Collected data entries:
Segment Open

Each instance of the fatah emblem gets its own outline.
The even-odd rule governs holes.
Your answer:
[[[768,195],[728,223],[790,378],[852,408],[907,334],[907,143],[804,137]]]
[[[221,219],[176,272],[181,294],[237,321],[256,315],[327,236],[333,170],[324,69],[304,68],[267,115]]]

Segment Closed

Whatever appears in the data above must be copied word for word.

◆ Written reply
Each instance of the fatah emblem gets its own outline.
The even-odd rule governs holes.
Your answer:
[[[768,195],[728,223],[790,378],[852,408],[907,334],[907,143],[804,137]]]
[[[221,219],[176,272],[181,294],[237,321],[256,315],[327,236],[333,170],[324,69],[304,68],[267,115]]]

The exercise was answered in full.